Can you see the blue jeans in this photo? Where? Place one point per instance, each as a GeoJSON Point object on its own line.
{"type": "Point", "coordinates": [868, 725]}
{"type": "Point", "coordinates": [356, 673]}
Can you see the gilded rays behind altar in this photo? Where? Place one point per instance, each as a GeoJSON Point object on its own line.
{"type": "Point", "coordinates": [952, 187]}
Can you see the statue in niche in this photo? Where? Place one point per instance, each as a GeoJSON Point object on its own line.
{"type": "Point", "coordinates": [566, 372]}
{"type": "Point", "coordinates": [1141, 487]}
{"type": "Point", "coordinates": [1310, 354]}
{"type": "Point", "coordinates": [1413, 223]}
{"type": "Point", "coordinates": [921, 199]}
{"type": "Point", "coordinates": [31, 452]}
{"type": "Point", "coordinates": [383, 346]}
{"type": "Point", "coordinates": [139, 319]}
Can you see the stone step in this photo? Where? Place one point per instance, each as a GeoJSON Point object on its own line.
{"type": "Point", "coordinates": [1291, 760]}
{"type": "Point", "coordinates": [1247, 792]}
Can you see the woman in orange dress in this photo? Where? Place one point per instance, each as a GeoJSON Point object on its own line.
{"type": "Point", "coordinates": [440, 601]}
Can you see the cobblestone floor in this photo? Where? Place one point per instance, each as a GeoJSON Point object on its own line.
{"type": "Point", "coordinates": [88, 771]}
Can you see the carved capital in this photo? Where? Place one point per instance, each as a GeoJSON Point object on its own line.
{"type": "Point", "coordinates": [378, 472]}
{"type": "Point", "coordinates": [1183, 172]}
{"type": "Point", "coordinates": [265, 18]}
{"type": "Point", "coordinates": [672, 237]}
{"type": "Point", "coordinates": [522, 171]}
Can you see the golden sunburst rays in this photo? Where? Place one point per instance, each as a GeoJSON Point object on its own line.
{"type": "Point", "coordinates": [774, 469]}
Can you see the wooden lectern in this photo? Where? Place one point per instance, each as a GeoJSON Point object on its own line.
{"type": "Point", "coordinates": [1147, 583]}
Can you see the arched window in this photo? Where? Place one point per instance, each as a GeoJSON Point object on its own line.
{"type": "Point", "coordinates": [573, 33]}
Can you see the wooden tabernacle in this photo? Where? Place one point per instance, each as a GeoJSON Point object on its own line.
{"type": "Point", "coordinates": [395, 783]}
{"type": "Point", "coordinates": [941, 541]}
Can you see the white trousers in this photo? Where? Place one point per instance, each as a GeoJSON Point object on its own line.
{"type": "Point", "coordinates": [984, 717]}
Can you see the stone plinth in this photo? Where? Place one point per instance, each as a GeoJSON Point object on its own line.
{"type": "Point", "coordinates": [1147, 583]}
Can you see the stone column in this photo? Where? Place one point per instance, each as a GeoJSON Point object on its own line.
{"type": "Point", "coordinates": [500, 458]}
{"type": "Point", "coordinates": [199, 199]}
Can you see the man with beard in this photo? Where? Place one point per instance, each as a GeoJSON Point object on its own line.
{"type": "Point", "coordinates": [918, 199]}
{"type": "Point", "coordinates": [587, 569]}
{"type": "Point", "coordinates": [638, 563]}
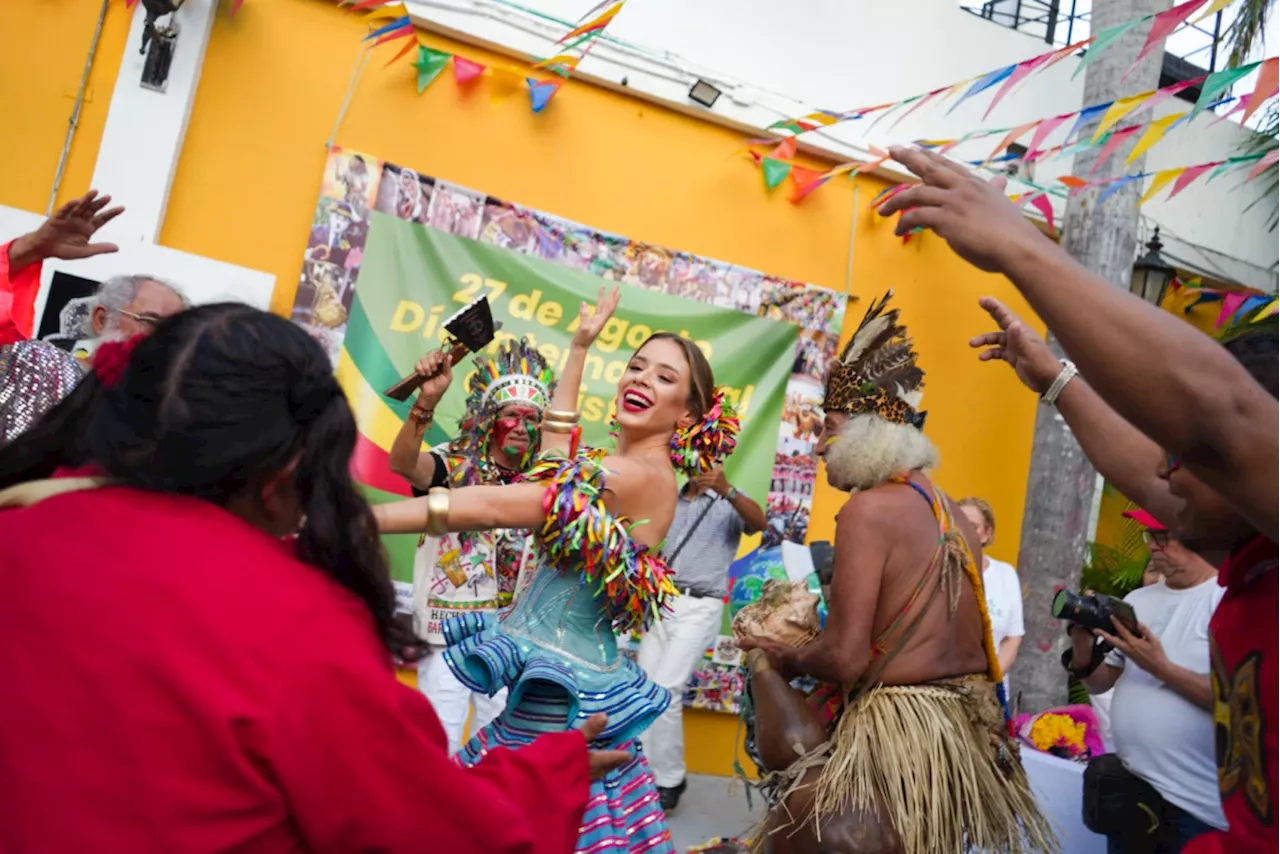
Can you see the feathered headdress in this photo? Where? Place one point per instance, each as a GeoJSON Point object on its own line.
________________
What is being asked
Return the material in full, word for word, and skip the pictures.

Solution to this exercise
Can you see the blue jeans in this photo? Where? Place one point per instance, each as a GeoJSON Point object on its own line.
{"type": "Point", "coordinates": [868, 725]}
{"type": "Point", "coordinates": [356, 673]}
Can you see the gilded rays behind altar in this photo? Where? Place one point per instance, each as a GeoJSON Point object on its own line.
{"type": "Point", "coordinates": [952, 187]}
Can you see the statue in niche in this photo? Where? Place one point per instance, each as a GeoJSON Point object on its own line.
{"type": "Point", "coordinates": [566, 372]}
{"type": "Point", "coordinates": [1141, 487]}
{"type": "Point", "coordinates": [1310, 354]}
{"type": "Point", "coordinates": [1413, 223]}
{"type": "Point", "coordinates": [921, 199]}
{"type": "Point", "coordinates": [31, 452]}
{"type": "Point", "coordinates": [383, 346]}
{"type": "Point", "coordinates": [139, 319]}
Can you see the stone step in this photo? Where? Place one point per instance, each as a GeoJSON Point object on its own line.
{"type": "Point", "coordinates": [1291, 760]}
{"type": "Point", "coordinates": [1247, 792]}
Can you see the woman in orange dress in this photo? Where? Place one point per instance, each as a GeoJSON Point object on its own line.
{"type": "Point", "coordinates": [440, 601]}
Can you see the cobblestone floor in this photo? Where? Place one point per instance, each as a GeoJSON Point object on its own line.
{"type": "Point", "coordinates": [88, 771]}
Can you see the carved capital in this photo? Where? Place one point per instance, each as a GeoJSON Point object on its own line.
{"type": "Point", "coordinates": [378, 472]}
{"type": "Point", "coordinates": [1183, 172]}
{"type": "Point", "coordinates": [265, 18]}
{"type": "Point", "coordinates": [672, 237]}
{"type": "Point", "coordinates": [522, 171]}
Can you see the golden sunburst rays in this photo? Where? Place one point per instance, each as a GeoJSON Point object on its own line.
{"type": "Point", "coordinates": [774, 469]}
Can you see the wooden lectern in this photo? Where? Place one point per instance, each as a GeoJSON Point object on its own line.
{"type": "Point", "coordinates": [1147, 583]}
Can you see the arched window in this photo? Where? Place one point per instance, each as a GeoJSON Point object on its own line.
{"type": "Point", "coordinates": [573, 33]}
Can you see the wooden tabernacle in this photo? Where? Place one point per instance, each as a GeoJSON Point object on its own line.
{"type": "Point", "coordinates": [395, 783]}
{"type": "Point", "coordinates": [941, 541]}
Can you see the white trousers in this photo? Where? Place one point per instance, each as a GeoJSON Point object on its own line.
{"type": "Point", "coordinates": [984, 717]}
Can you see the stone plinth in this photo? Where? Place one point per instance, each as a GeoJSON Point object on its own line.
{"type": "Point", "coordinates": [1147, 583]}
Can you see the stone column in this photo? Where? Place one point per instance, each as a GeoJSON Point object on its own line.
{"type": "Point", "coordinates": [500, 458]}
{"type": "Point", "coordinates": [199, 199]}
Can you see the man with beard in this photo? Where? Place one point per instance, each as a GeoJSON Point object on its own line.
{"type": "Point", "coordinates": [918, 199]}
{"type": "Point", "coordinates": [587, 569]}
{"type": "Point", "coordinates": [638, 563]}
Can you see the feathered headdress in this photo? Where? Place one point per instance, each as a GeoJSON Point object on its own line.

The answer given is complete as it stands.